WHAT IS EXPECTED:
Count the lines in the records below that contain the string "frost". Give only the number.
:::::
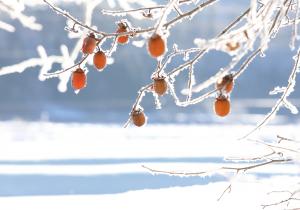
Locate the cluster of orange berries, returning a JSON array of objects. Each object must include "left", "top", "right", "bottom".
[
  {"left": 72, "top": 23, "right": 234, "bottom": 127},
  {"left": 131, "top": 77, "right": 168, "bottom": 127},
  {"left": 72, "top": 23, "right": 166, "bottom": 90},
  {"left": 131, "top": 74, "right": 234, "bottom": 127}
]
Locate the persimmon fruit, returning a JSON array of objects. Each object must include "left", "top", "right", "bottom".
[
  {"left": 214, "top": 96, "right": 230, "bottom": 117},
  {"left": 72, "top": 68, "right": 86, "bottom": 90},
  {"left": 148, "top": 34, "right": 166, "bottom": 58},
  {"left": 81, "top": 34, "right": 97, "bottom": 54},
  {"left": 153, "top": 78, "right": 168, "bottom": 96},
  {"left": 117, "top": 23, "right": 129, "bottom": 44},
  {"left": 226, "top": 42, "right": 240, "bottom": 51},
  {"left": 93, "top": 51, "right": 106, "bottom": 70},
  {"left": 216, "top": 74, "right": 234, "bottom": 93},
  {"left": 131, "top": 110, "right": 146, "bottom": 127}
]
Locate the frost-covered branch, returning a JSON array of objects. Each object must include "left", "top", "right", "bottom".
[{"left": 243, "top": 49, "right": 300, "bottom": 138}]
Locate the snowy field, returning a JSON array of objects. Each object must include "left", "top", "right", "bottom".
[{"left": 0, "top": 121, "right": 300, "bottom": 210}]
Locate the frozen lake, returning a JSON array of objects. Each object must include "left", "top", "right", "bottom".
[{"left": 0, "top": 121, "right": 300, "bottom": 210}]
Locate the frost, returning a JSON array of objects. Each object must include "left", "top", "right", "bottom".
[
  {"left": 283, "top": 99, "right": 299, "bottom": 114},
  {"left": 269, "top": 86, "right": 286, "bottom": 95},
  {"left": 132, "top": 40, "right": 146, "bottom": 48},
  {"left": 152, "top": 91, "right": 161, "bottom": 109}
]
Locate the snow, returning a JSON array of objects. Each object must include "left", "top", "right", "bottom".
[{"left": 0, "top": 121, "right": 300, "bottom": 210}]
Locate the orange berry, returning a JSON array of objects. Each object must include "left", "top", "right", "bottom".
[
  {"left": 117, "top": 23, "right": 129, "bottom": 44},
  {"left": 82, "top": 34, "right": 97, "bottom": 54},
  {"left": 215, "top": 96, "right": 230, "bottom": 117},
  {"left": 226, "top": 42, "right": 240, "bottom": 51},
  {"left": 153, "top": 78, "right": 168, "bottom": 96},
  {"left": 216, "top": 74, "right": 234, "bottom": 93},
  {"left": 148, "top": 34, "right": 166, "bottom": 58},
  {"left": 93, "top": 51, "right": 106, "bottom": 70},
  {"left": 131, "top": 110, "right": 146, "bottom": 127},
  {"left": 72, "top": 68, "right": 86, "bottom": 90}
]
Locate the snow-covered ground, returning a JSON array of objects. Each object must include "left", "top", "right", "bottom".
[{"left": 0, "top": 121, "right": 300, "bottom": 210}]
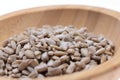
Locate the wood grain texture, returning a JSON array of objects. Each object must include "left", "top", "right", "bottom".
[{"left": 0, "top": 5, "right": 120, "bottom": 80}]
:::::
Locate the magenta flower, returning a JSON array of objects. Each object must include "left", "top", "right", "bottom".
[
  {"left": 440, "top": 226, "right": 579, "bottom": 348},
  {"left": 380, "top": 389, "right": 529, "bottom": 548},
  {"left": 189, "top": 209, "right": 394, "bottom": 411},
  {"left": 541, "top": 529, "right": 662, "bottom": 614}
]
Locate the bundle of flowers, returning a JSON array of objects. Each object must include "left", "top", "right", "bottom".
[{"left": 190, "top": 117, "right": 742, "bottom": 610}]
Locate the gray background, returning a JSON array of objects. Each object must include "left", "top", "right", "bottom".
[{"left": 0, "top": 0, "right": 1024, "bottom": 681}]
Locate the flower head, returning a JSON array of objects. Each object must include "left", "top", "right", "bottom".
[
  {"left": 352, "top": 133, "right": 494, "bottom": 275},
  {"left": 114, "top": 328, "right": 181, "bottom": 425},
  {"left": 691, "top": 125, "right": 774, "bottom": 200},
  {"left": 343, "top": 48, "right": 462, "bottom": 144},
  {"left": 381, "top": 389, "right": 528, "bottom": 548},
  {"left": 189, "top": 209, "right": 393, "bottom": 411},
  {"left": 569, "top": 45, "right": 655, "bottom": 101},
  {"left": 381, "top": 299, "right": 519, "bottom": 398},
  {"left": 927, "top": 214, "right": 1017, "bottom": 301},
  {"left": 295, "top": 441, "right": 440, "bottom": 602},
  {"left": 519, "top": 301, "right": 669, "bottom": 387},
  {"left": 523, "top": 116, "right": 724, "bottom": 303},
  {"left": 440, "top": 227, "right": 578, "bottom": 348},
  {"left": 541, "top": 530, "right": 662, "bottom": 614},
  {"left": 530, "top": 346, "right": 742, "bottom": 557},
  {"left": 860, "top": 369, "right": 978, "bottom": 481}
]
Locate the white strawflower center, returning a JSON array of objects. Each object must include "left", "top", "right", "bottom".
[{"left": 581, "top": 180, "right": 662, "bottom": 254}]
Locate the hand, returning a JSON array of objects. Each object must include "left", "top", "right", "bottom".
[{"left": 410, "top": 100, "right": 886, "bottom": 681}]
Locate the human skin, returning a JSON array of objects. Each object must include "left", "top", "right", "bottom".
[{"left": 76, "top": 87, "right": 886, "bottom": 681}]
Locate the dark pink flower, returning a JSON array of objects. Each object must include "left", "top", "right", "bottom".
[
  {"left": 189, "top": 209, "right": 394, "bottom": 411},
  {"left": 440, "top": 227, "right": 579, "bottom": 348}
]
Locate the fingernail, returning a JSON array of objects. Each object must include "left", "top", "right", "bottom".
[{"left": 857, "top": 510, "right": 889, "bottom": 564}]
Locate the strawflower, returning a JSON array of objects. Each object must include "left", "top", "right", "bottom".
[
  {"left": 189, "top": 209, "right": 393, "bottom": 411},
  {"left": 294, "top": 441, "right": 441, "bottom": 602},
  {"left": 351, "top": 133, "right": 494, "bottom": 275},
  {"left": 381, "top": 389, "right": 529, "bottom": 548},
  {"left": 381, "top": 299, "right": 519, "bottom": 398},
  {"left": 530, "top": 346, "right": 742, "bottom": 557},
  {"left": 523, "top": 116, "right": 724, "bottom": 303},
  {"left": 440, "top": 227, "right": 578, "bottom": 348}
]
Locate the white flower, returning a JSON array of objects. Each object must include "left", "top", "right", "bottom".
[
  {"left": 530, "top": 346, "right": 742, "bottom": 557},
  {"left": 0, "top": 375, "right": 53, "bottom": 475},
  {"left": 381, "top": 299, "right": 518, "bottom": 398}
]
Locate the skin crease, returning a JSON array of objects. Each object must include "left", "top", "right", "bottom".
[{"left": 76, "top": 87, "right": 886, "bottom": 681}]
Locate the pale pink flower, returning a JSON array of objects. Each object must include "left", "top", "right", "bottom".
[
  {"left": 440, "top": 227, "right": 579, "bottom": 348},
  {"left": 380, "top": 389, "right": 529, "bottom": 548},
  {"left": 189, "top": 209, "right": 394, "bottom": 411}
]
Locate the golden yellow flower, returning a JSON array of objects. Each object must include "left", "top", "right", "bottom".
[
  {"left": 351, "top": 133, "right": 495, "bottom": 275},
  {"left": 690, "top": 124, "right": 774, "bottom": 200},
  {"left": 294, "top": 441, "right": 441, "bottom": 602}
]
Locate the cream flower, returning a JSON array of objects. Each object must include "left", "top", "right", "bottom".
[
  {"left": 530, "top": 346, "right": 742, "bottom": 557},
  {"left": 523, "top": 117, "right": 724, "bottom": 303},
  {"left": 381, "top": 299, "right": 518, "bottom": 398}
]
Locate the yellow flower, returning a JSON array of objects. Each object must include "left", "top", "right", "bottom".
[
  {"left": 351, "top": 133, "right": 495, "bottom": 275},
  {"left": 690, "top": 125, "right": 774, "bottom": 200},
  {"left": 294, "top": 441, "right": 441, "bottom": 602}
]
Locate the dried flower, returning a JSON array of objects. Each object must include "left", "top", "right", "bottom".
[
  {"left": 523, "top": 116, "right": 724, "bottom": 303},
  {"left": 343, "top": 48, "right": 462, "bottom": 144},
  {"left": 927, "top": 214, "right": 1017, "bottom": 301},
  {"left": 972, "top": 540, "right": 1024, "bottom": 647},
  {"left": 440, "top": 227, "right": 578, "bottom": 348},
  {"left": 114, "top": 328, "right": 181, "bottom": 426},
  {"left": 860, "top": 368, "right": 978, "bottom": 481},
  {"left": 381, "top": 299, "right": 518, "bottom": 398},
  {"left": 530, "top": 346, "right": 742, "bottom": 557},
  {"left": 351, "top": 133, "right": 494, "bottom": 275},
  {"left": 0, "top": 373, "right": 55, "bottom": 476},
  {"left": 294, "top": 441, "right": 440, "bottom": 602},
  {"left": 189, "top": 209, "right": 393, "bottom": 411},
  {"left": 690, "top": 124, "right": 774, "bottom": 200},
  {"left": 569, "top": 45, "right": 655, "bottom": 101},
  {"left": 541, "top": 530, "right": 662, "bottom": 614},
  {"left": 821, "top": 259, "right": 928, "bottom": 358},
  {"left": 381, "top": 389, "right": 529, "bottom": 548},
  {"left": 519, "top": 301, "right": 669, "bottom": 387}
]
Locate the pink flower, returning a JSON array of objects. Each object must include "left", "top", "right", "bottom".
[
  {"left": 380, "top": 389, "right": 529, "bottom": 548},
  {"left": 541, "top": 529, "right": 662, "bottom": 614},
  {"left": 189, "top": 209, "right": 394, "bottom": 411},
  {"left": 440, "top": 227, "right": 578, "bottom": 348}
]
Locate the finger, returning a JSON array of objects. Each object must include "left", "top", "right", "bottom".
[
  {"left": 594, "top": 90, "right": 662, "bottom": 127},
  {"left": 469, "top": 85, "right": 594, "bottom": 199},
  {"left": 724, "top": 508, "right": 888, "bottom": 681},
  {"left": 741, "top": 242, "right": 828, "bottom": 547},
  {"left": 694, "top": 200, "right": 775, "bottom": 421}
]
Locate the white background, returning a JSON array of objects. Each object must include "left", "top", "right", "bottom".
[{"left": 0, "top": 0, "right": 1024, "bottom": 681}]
:::::
SOLUTION TO THIS EXERCISE:
2